What you need to do -
In the commentary below, copy the part from "But wise leadership" through "gives them force.", changing "legitimacy" to "standing" each time it appears.

Passage to read -

But wise leadership can circumscribe its effects as it prepares such an election. Depriving these perversions and seizures of any shadow of legitimacy is key. Any argument we make against bureaucratic, prosecutorial, or power-agency actions as if these actions were errors within our republican system only give credence to a falsehood, a lie. In fact, the bureaucracy’s, the intelligence agencies’, the armed forces’ actions against republicans are not errors. They are the oligarchic regime’s acts of war. As the majority of Americans grasp that reality, they deprive the regime’s powers of the legitimacy that gives them force.

This presumes a degree of sophistication on the part of voters that has never existed, not even before tax-funded schools.

I argue that the realization of failure must come when the money from Washington runs out. Nothing else will persuade a majority of voters that the system has failed. They want stolen money. For as long as they get a small percentage of the loot, they will not rebel. The bankers need not fear. The top 1% need not fear.

DECENTRALIZATION

At the end, he raises the issue of localism.

The U.S. Constitution’s letter gives nearly all powers of government to the states, and reserves unmentioned ones “to the people.” Surely that includes powers over bathrooms, marriages, who competes with whom in sports, etc. It certainly includes power over elections.

The Democrats deny that states have any such power. They are fighting re-counts. If they lose this battle, and the votes show that Trump won in Georgia and Arizona, the Democrats will lose legitimacy. So will Biden. He has precious little of it now.

Then he raises the issue that R. J. Rushdoony raised in The Nature of the American System (1965): county rights. Ever since the American Revolution, county rights have been an afterthought.

Customarily, we have regarded counties and cities purely as legal creatures of the states, enjoying only such autonomy as the states may concede.

This is true. States centralized authority. That was the slippery slope toward national sovereignty (1789). But he thinks this can be reversed. How? From the top.

Though a federal statute granting broad autonomy over such matters to the states’ constituted sub-units and giving enough likeminded people the power to form units that enjoy such autonomy would run against more than a century of court decisions, it finds no barrier in the Constitution’s letter. Congress and the president can do this.

Decentralization is greatly needed. But I do not share his optimism in Congress's wisdom in passing such a law. It has never happened since 1774.

Material provided -
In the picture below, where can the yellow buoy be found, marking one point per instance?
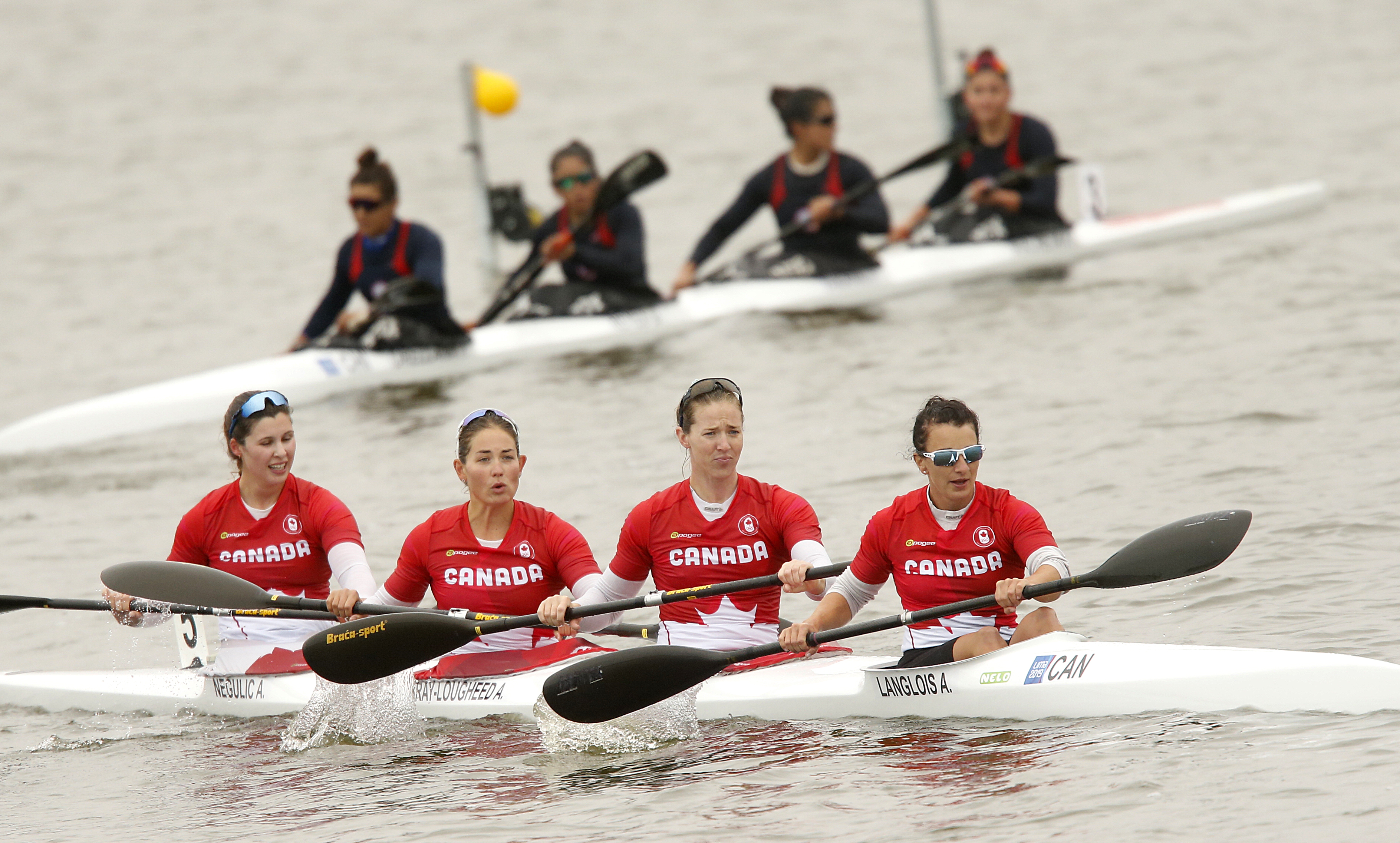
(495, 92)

...

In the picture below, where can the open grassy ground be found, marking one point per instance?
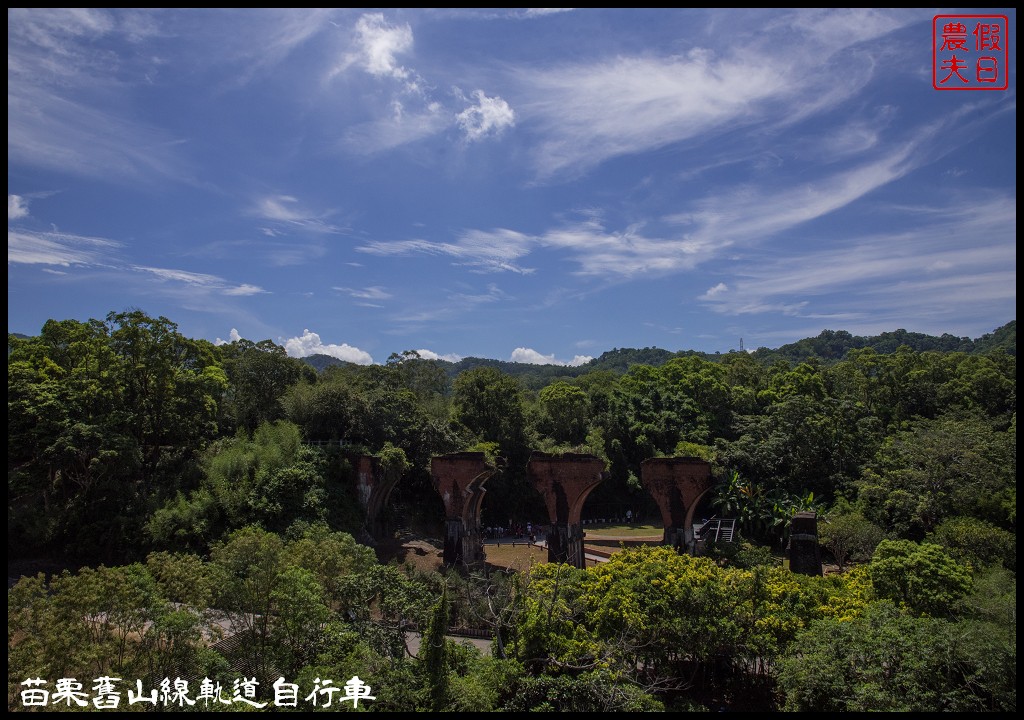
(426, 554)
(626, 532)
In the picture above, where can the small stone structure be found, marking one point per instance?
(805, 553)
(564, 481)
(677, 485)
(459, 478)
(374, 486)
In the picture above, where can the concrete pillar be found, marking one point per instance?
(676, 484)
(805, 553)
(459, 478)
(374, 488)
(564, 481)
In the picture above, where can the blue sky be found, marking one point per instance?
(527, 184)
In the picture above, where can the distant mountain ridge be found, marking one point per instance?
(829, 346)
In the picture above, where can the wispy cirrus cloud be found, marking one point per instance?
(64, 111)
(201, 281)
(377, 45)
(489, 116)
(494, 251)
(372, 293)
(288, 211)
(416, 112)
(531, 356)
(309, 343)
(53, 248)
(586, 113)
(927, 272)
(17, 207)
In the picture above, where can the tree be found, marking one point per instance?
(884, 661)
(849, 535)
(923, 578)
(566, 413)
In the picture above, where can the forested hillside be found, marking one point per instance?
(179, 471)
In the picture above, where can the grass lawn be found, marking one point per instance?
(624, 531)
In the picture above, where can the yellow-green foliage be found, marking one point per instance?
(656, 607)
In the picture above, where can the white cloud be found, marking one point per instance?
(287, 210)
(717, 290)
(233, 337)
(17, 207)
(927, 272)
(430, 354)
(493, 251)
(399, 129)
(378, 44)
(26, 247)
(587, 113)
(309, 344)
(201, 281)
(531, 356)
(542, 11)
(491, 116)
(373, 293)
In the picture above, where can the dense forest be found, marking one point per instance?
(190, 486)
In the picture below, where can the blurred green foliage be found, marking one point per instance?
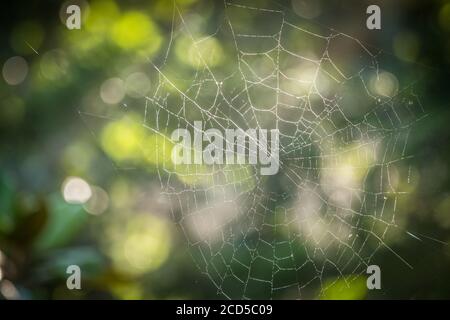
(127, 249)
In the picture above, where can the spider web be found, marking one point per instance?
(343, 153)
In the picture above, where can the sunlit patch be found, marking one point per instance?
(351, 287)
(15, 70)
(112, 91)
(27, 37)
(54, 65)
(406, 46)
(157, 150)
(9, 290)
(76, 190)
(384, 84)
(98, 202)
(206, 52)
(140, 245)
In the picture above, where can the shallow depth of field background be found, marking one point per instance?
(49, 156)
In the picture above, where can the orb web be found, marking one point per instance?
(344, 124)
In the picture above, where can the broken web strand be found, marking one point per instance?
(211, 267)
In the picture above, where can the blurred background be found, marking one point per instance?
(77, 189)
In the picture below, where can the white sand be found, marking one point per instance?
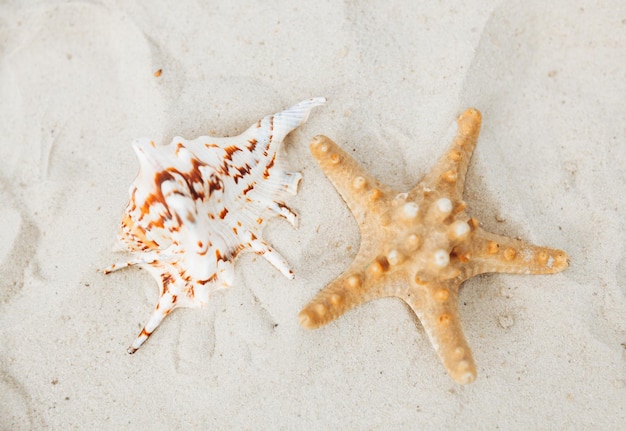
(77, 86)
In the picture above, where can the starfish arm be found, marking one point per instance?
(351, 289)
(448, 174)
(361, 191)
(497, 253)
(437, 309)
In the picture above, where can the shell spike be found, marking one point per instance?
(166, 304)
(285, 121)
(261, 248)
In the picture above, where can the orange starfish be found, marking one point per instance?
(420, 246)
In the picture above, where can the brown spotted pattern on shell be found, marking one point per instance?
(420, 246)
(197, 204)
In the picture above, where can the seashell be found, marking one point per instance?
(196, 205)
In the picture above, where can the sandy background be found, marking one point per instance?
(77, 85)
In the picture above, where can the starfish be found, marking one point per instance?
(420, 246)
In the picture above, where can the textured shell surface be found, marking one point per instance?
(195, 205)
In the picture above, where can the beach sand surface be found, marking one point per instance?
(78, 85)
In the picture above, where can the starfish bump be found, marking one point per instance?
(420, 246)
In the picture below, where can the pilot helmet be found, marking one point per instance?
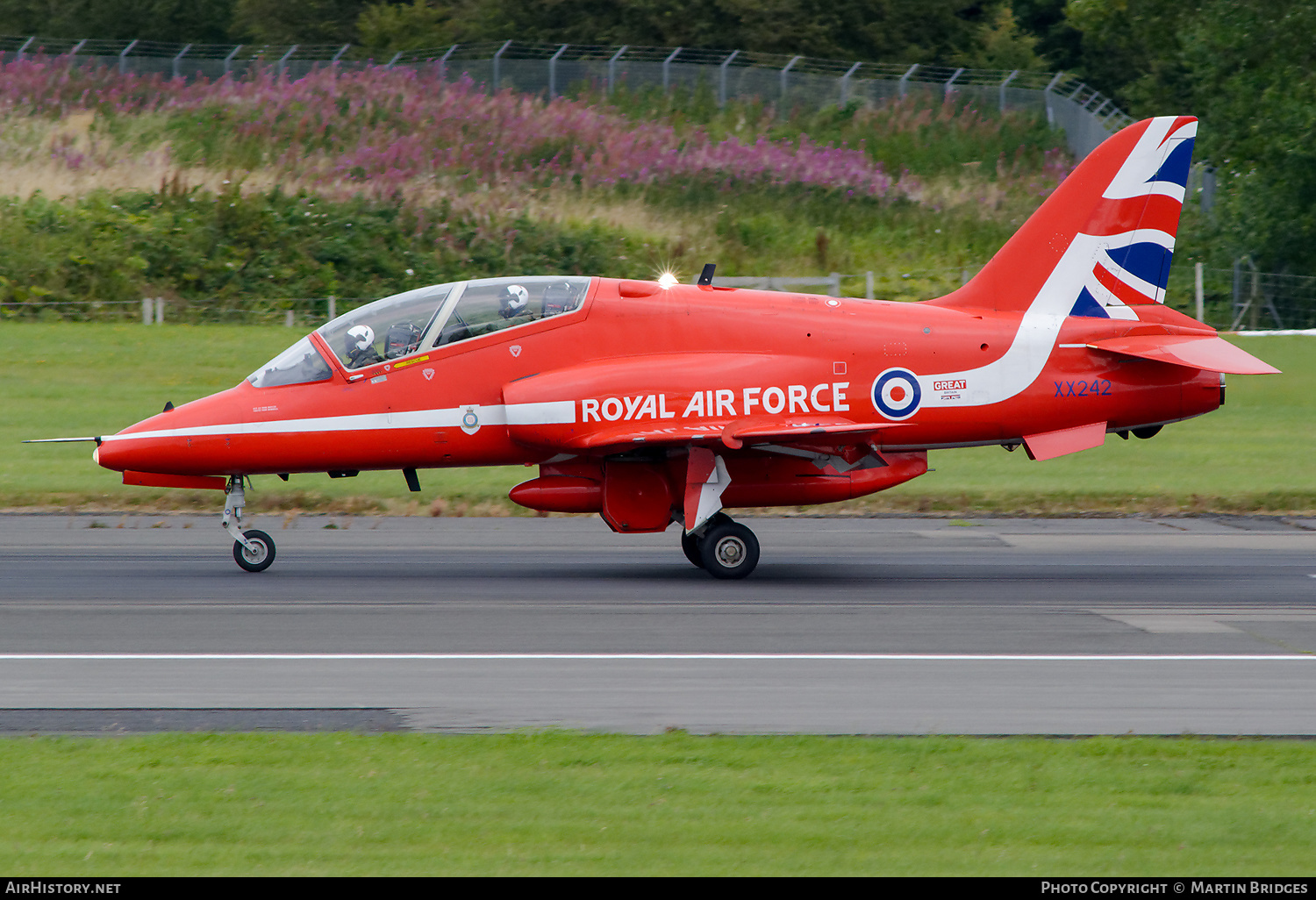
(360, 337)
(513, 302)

---

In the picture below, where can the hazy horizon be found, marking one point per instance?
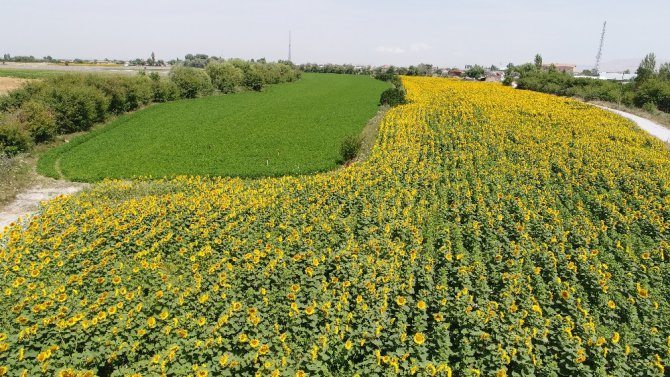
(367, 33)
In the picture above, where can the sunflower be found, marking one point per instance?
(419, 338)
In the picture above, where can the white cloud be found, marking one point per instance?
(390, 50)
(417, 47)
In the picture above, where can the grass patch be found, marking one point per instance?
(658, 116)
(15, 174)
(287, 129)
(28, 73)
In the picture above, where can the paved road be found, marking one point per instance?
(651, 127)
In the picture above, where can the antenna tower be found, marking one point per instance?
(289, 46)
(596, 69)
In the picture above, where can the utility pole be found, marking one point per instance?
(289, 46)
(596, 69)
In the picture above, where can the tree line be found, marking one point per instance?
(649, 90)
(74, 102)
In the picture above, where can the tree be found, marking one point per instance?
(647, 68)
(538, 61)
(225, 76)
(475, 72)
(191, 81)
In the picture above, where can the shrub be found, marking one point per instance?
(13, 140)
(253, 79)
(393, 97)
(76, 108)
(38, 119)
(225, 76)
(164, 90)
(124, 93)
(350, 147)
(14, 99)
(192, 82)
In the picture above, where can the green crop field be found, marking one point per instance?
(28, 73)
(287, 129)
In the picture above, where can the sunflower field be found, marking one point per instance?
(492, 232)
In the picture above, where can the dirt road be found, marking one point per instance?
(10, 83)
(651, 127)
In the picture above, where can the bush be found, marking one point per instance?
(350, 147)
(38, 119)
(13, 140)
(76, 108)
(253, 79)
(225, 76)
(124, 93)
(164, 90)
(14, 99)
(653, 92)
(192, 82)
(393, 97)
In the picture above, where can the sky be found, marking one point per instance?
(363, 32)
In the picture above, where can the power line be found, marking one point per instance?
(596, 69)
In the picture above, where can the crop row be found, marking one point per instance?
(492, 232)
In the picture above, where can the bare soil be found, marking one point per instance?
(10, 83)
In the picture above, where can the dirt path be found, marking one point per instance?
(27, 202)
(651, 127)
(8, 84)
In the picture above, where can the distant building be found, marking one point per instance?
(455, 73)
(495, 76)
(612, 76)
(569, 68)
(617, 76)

Response area -
But wise leadership can circumscribe its effects as it prepares such an election. Depriving these perversions and seizures of any shadow of standing is key. Any argument we make against bureaucratic, prosecutorial, or power-agency actions as if these actions were errors within our republican system only give credence to a falsehood, a lie. In fact, the bureaucracy’s, the intelligence agencies’, the armed forces’ actions against republicans are not errors. They are the oligarchic regime’s acts of war. As the majority of Americans grasp that reality, they deprive the regime’s powers of the standing that gives them force.